Ramble On

Friday, October 16, 2009

Heritage Festival Wrap Up

Following up on Wednesday's post about the Heritage Festival...

According to the brochure, this year's festival featured:
  • local crafts and homemade goodies
  • antique tractor, steam and gas engine show
  • exhibitions of wheat thrashing, log sawing, large steam engine, corn chopper, corn husker, and feed grinding
  • antique cars
  • blacksmiths
  • spinning wheel
  • white oak baskets
  • garden club
  • cider, apples, and apple butter
  • pottery making
  • Shenandoah National Park history


The antique tractors are always placed right at the entrance to the fairground, so you see them on the way in and out. This year some of the exhibits were rearranged and so there was a continuous driving display on a circuit throughout the grounds - a few of these photos are of tractors taken when they were on the loop.

→ ASSIGNED TASK 1:
Decide whether each statement agrees with the Heritage Festival post, answering yes or no and quoting the words that settle it: (a) The brochure listed pottery making among the festival's features. (b) The antique tractors are always placed at the back of the fairground. (c) This year there was a continuous driving display on a circuit throughout the grounds.
→ ASSIGNED TASK 2:
In the Heritage Festival post, the history of which place appears among the festival's features?
Rely on the Heritage Festival post and nothing else.

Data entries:
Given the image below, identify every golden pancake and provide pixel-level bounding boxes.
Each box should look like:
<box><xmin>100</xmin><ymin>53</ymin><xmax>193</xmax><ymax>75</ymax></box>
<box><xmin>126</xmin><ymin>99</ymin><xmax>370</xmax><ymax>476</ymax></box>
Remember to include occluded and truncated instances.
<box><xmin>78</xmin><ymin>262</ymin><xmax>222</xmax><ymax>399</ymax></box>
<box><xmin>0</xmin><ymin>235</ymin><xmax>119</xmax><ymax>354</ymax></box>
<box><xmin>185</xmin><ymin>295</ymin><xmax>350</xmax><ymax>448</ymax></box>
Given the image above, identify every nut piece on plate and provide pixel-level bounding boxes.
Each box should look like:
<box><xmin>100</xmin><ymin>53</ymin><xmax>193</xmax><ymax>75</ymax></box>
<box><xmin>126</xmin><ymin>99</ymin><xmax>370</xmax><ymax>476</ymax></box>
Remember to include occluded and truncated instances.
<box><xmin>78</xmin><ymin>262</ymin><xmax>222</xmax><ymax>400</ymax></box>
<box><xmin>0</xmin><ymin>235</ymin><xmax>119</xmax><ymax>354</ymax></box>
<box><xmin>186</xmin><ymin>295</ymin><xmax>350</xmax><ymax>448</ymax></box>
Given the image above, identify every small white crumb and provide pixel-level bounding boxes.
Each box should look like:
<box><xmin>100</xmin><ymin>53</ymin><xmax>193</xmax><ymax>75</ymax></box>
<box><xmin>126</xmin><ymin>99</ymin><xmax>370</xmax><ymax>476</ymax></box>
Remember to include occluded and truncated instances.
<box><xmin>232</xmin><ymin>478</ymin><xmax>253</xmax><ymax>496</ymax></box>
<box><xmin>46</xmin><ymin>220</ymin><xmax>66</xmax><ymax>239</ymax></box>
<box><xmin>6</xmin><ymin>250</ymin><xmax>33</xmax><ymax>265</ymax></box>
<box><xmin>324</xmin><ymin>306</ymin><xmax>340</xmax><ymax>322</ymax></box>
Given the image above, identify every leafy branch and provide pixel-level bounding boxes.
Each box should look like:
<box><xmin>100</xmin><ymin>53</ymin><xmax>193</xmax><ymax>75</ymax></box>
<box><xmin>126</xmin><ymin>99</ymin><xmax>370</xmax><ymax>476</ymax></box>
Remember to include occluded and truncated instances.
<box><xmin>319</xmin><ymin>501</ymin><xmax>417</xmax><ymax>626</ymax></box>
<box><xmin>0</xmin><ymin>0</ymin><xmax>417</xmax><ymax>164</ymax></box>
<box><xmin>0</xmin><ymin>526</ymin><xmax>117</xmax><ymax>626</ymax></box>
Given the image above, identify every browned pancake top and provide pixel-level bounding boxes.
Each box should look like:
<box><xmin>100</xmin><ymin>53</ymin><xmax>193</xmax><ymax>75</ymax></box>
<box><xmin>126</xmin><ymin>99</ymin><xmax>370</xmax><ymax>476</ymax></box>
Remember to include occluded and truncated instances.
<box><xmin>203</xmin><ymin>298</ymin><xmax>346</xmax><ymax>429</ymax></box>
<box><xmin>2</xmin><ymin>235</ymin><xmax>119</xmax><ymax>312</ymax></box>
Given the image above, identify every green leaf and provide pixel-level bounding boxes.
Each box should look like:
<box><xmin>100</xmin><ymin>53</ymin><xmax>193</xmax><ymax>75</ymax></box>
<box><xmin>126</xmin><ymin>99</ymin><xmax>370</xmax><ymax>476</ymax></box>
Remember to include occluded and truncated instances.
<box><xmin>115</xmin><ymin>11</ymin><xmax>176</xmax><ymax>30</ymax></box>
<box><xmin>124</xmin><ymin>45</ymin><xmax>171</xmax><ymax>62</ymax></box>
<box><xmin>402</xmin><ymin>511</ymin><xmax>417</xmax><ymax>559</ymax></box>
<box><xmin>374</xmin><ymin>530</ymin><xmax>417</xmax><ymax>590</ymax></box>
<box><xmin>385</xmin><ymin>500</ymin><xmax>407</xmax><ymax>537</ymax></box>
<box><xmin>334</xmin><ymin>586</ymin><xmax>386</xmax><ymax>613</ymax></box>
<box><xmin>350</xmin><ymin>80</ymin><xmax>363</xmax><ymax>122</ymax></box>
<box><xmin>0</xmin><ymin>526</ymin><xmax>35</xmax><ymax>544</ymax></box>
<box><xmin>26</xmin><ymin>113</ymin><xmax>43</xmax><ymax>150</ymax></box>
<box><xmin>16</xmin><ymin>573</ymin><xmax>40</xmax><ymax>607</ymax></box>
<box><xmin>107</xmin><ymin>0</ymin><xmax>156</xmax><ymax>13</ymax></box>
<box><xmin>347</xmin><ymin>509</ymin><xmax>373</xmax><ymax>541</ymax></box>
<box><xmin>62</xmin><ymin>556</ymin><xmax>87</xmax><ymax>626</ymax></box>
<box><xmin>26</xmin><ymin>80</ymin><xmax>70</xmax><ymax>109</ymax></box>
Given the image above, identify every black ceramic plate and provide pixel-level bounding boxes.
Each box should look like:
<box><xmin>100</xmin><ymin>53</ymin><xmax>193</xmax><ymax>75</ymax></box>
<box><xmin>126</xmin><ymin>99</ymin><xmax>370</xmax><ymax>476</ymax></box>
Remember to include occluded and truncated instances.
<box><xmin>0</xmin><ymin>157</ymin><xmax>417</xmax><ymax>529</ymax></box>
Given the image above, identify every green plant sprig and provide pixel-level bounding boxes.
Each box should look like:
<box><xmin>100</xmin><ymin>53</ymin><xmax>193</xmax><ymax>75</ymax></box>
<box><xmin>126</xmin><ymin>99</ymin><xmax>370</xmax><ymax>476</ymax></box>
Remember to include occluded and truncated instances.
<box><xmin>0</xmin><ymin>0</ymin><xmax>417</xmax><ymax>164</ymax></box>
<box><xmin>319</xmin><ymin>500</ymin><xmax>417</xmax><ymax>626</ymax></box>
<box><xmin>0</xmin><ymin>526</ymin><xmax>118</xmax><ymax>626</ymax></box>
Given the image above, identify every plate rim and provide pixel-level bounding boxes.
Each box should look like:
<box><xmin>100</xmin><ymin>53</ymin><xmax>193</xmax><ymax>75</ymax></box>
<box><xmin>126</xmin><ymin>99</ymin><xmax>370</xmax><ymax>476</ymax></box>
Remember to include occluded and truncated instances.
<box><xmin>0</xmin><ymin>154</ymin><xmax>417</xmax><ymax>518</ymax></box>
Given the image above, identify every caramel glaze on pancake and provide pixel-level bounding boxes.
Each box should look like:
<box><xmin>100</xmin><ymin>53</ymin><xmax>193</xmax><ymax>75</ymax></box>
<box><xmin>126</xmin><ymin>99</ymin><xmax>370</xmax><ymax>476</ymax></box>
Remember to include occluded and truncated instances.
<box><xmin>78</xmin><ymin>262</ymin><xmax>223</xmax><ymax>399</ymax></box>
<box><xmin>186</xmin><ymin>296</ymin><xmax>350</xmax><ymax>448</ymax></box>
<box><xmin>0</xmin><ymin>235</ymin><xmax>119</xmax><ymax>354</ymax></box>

→ RESPONSE AREA 1:
(a) Yes: "pottery making"
(b) No: "The antique tractors are always placed right at the entrance to the fairground"
(c) Yes: "there was a continuous driving display on a circuit throughout the grounds"

→ RESPONSE AREA 2:
Shenandoah National Park